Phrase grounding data
========================================================================
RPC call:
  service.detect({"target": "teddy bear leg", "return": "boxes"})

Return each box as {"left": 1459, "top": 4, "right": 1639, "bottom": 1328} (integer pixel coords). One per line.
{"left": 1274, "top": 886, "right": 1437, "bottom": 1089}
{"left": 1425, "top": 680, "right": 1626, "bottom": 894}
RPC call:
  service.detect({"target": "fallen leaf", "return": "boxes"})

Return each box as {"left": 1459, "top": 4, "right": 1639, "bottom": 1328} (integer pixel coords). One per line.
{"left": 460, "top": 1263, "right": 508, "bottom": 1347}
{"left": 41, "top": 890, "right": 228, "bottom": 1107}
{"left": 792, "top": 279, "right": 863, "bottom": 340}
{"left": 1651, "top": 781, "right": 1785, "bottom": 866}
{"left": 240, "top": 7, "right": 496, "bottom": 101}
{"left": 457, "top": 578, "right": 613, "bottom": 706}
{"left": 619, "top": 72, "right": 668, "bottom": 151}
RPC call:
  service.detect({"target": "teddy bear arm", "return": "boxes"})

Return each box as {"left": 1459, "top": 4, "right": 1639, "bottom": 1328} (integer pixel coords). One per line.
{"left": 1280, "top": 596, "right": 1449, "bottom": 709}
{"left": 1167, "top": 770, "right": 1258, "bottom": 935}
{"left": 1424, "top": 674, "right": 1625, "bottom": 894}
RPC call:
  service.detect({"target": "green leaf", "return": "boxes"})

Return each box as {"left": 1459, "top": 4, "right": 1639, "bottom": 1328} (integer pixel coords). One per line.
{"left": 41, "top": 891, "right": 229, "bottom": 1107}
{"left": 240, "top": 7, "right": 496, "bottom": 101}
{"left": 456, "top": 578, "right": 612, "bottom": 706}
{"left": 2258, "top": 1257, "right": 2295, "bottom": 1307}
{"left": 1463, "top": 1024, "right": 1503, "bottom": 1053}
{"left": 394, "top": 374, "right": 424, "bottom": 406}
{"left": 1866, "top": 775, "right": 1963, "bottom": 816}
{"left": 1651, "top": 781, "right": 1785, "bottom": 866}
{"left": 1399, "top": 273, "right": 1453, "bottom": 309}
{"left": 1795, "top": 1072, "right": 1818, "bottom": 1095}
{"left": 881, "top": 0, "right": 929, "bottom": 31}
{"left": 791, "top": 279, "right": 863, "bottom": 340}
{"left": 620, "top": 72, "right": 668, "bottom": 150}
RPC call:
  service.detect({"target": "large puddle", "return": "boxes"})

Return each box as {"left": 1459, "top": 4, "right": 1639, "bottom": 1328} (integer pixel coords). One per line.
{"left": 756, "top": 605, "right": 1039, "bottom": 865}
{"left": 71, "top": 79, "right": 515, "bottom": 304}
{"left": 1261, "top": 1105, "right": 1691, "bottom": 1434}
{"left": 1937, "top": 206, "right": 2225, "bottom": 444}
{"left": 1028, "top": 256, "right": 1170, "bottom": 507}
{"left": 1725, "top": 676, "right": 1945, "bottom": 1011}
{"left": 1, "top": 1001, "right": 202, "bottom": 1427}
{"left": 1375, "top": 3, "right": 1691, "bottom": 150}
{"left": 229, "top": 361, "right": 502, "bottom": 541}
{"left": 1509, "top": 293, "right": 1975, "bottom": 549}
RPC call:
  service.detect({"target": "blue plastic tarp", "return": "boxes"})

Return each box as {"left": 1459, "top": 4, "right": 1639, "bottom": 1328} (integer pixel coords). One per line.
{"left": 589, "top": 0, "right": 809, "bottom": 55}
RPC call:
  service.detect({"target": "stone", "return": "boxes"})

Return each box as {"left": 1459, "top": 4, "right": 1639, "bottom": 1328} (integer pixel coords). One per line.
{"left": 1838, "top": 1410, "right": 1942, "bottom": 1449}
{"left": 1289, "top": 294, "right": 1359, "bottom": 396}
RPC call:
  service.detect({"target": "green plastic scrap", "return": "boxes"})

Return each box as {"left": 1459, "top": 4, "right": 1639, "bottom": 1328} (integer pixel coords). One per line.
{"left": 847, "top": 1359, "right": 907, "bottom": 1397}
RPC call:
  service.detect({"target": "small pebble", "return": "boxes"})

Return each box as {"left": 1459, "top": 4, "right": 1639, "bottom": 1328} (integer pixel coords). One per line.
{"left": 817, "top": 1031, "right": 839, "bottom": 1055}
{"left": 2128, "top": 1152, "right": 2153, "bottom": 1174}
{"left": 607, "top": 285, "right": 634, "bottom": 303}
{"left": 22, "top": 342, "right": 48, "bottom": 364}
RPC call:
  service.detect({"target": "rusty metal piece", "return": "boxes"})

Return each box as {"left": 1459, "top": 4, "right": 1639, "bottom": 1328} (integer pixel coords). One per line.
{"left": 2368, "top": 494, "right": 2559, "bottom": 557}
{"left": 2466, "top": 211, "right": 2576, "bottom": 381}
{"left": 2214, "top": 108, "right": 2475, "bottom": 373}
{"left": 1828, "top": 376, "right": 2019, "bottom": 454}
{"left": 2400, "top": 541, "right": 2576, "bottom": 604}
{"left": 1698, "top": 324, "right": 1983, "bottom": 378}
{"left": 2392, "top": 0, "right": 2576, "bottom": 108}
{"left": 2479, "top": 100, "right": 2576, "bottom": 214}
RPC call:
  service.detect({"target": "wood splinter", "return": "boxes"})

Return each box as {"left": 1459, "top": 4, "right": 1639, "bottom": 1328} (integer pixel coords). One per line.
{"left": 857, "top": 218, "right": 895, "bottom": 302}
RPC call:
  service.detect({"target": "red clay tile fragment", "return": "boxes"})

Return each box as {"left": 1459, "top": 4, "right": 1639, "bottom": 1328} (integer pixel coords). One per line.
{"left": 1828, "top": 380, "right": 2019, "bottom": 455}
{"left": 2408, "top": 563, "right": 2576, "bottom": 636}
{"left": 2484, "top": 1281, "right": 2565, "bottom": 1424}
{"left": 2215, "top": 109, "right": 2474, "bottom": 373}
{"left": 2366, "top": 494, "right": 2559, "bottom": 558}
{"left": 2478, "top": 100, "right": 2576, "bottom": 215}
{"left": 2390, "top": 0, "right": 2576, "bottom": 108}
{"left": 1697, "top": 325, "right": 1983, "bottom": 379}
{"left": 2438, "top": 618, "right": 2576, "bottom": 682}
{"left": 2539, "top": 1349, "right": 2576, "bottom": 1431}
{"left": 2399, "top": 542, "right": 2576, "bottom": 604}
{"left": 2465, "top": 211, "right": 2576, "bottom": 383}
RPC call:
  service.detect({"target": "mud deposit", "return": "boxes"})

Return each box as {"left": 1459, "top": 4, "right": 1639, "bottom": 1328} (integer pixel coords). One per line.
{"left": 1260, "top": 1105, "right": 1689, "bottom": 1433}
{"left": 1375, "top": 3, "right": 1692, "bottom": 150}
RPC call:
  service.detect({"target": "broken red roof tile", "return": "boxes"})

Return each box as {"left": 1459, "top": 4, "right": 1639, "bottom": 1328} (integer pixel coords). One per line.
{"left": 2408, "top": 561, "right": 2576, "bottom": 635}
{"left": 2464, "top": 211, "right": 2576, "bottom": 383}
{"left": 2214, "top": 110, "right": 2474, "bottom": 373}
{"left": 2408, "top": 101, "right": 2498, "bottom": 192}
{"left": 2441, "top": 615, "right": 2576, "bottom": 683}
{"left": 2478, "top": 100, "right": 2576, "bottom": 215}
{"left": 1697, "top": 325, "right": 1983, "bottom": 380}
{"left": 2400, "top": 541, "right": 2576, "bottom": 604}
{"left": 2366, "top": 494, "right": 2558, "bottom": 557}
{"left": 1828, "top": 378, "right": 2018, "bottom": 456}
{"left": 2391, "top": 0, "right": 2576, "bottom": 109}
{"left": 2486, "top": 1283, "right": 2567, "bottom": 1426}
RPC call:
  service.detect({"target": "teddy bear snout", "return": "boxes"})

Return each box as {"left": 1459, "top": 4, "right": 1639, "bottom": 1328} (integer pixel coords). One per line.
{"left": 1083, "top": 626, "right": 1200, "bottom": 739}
========================================================================
§ Task requirements
In the data above, how many lines hold the word "tile"? Give only the number.

§ Output of the task
2